WORK REQUEST 1:
Using the Tostan text, answer each question below on its own line, marked (a), (b) and (c).
(a) On what date did a group of Tostan participants from Malicounda Bambara decide to abandon female genital cutting?
(b) Which prize was Molly Melching awarded in 1999?
(c) Which organization chose Tostan's education approach as a "Best Practice Model" in October 2003?
WORK REQUEST 2: Resume the Tostan text, writing on from its final sentence.

STUDY TEXT:
******************************

Over the years, the CEP continued to evolve. Recent additions have been integrated into the CEP, including the Reinforcement of Parental Practices Module, which works with parents to stimulate early childhood development and better prepare children for school, and the Peace and Security project, which seeks to establish links between community-led initiatives promoting peace, and regional policymakers.

Tostan participants have begun health and hygiene improvement projects leading to the reduction of maternal and infant mortality rates. Furthermore, change has been incited through the reduction of violence against women; dramatically increased rates of vaccinations and pre and post-natal consultation; and led campaigns to enroll girls in school and register thousands of children who had no official birth certificates. They have even begun implementing income-generating activities. Women now participate in decision-making processes and are emerging as leaders.

On July 31, 1997, one group of Tostan participants from the village of Malicounda Bambara decided to abandon the ancient practice of female genital cutting (FGC) in their community. Their decision was motivated by the understanding that FGC is harmful to the health of girls and women, violates their human rights, and is not in accordance with their religious and cultural values. As of November 2016, over 7,700 communities in the countries Tostan works have publicly declared their abandonment of FGC and child/forced marriage, including 23 villages in Burkina Faso in partnership with the NGO Mwangaza Action. FGC continues to be practiced in 28 countries of Africa and is required in many ethnic groups for girls to marry and become respected members of the community.

==Distinctions and recognition==

1995: UNESCO chose Tostan as one of the most innovative education programs throughout the world and published a brochure on the Tostan experience.

1997: Mrs. Hillary Clinton, wife of former President Bill Clinton, visited a Tostan village; this led to both Mrs. Clinton and former President Clinton paying a special visit to the Tostan Headquarters a year later.

1999: Molly Melching was awarded the University of Illinois Alumni Humanitarian Prize

2002: Ms. Melching received the Sargent Shriver Distinguished Award for Humanitarian Service at the 40th Celebration of the Peace Corps.

October 2003: The World Health Organization chose Tostan’s education approach as a “Best Practice Model” for community development and ending FGC, calling for further replication and distribution of the model to other African nations.

******************************

GIVEN INFORMATION:
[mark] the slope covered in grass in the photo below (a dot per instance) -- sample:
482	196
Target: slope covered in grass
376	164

******************************

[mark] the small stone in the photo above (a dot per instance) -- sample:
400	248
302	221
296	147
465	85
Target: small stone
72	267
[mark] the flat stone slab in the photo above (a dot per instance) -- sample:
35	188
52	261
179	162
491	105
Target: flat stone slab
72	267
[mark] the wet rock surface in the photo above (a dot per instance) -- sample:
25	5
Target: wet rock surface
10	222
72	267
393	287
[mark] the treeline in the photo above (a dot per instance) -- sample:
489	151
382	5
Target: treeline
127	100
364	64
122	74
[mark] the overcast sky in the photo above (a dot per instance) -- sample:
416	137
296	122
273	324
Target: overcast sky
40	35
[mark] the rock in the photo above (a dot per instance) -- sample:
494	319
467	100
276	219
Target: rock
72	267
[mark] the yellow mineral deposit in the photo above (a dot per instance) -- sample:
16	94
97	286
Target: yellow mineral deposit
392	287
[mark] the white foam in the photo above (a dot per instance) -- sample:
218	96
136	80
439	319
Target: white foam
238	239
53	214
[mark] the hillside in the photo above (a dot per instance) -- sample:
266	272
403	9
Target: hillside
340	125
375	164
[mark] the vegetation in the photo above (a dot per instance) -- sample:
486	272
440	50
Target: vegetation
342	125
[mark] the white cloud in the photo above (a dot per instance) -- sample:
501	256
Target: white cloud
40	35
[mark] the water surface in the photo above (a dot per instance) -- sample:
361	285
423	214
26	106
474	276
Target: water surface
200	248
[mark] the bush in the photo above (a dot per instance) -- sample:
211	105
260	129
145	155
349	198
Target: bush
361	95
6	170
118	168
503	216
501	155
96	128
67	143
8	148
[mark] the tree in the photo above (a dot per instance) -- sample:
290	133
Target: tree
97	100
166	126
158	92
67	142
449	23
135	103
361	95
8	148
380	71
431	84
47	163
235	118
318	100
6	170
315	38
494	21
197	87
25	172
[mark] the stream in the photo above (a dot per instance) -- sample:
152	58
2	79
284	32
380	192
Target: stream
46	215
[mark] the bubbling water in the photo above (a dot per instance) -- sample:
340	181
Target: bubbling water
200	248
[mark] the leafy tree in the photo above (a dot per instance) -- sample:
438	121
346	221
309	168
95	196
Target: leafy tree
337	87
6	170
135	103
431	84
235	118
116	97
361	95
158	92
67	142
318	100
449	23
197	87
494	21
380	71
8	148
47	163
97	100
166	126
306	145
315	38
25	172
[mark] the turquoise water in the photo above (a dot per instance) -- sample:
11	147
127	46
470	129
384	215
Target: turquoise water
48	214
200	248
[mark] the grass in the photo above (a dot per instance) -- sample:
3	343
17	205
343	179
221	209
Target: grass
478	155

******************************

RESPONSE AREA 1:
(a) July 31, 1997
(b) The University of Illinois Alumni Humanitarian Prize
(c) The World Health Organization

RESPONSE AREA 2:
2005: Tostan won the Anna Lindh Prize for Human Rights

2007: Tostan won two awards: the UNESCO King Sejong Prize for Literacy and the Conrad N. Hilton Humanitarian Prize, the largest humanitarian prize in the world.

2010: Tostan was recognized by the Skoll Foundation with the Skoll Award for Social Entrepreneurship.

2012: Tostan received an ‘Award in Action’ by the Cécilia Attias Foundation for Women, recognizing their work in improving health systems and maternal care at a community level. Molly Melching was presented with a ‘Women of Impact’ award at the 4th Annual Women in the World Summit in 2013.

2013: Molly Melching was presented with a "Women of Impact" award at the 4th Annual Women in the World Summit in 2013

2015: Molly received the Thomas J Dodd Prize in International Justice and Human Rights for her work with Tostan. She was also awarded the Jury Special Prix in Individual Philanthropy from the BNP Paribas Foundation, and the 2015 University of Illinois Humanitarian Award.

Additionally, Ms. Melching received the "World's Children's Honorary Award" for her revolutionary fight against forced marriage, girls' circumcision, and child marriage in West Africa.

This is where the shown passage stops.